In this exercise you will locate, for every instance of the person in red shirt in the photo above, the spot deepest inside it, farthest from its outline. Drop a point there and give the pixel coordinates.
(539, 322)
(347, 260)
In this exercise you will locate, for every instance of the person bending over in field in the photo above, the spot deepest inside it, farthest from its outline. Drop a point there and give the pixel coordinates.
==
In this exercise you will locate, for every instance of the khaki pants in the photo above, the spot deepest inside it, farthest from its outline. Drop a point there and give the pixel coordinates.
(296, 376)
---
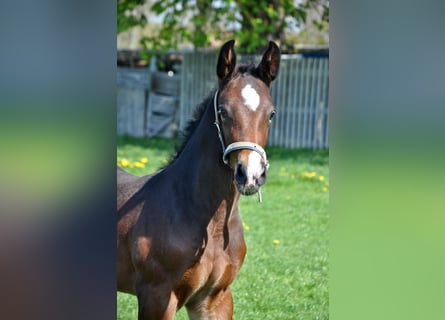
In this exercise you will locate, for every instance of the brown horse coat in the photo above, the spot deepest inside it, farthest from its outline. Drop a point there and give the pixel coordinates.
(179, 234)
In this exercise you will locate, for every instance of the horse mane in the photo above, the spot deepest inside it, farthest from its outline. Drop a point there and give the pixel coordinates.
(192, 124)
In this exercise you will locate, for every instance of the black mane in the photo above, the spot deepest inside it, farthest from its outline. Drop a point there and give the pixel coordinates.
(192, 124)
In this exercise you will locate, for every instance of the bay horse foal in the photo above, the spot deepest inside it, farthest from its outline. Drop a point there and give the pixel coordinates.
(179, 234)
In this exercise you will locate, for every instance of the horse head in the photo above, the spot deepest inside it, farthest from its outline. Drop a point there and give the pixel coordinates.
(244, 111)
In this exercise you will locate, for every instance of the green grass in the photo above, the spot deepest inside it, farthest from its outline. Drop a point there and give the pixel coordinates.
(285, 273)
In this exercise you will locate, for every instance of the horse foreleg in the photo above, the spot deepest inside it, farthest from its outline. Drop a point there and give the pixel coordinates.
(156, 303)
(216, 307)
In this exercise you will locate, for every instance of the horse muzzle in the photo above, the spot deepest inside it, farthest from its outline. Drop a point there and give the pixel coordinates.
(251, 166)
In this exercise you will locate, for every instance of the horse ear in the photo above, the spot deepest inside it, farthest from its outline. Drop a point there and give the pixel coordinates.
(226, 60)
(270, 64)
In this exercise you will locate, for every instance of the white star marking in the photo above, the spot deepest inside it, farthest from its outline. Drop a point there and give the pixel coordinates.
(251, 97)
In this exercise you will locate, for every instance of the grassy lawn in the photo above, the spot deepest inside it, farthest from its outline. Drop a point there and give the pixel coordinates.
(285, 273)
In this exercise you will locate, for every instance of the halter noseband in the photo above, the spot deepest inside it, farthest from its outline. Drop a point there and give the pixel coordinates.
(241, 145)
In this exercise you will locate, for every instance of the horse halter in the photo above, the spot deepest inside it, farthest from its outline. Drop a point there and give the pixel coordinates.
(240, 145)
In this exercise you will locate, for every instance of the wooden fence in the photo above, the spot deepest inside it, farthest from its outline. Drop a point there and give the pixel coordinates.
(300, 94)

▸ PROMPT
Begin with the line above that has "the person in" and continue through the line that has "the person bending", setting each one down exactly. Stop there.

▸ RESULT OF THE EXERCISE
In this exercise you will locate, for every instance of the person in red shirt in the photo above, the spot deepest inside it, farthest from its outline. Drop a point there and give the pixel coordinates.
(539, 322)
(347, 260)
In this exercise you will locate, for every instance of the person bending over in field in the photo above, the spot deepest inside it, farthest from its outline. Drop a point there and give the pixel coordinates.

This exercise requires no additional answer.